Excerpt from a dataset
.....

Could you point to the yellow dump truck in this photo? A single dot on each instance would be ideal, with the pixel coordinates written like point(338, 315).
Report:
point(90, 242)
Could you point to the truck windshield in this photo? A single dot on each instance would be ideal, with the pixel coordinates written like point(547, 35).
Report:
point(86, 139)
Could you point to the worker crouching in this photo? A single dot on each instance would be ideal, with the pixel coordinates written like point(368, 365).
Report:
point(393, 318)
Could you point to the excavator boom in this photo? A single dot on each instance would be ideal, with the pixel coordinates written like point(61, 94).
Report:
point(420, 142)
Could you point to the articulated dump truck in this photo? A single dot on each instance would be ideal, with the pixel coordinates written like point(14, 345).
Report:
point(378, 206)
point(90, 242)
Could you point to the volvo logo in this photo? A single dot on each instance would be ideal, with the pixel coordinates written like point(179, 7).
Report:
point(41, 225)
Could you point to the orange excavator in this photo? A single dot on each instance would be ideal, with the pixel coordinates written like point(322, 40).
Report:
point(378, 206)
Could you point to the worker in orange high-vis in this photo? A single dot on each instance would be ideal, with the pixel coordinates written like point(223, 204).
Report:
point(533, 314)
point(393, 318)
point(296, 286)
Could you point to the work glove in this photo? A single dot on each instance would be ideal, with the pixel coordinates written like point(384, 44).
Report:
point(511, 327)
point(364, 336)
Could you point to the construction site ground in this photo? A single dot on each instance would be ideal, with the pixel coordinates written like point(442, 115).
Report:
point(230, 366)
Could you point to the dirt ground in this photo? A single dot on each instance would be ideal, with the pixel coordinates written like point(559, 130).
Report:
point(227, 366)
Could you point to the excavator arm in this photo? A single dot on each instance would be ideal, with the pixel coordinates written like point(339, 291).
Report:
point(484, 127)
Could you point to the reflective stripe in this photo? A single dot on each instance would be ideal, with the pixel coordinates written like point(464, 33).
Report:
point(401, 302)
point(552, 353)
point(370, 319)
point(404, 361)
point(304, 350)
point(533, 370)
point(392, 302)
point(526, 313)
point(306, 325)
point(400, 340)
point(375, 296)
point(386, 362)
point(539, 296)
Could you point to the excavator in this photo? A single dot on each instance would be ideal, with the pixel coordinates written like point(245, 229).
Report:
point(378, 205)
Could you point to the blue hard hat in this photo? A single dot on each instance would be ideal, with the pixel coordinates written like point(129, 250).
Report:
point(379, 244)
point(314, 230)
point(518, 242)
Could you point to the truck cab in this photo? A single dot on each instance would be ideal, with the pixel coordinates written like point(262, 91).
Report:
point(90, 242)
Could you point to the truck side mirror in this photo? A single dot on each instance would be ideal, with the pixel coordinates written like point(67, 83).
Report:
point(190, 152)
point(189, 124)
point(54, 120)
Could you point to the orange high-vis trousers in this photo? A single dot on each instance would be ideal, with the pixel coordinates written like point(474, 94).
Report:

.....

Turn the records, starting at the line that contains "Could you point to the orange high-vis" and running through the end, into a Markdown table. Use the columns "No." and "Line", and leave out blank lines.

| No. | Line |
|---|---|
| 1 | Could you point to the orange high-vis trousers in this photo? A single dot on each instance would be ideal, with the pixel coordinates written like point(474, 94). |
| 2 | Report: |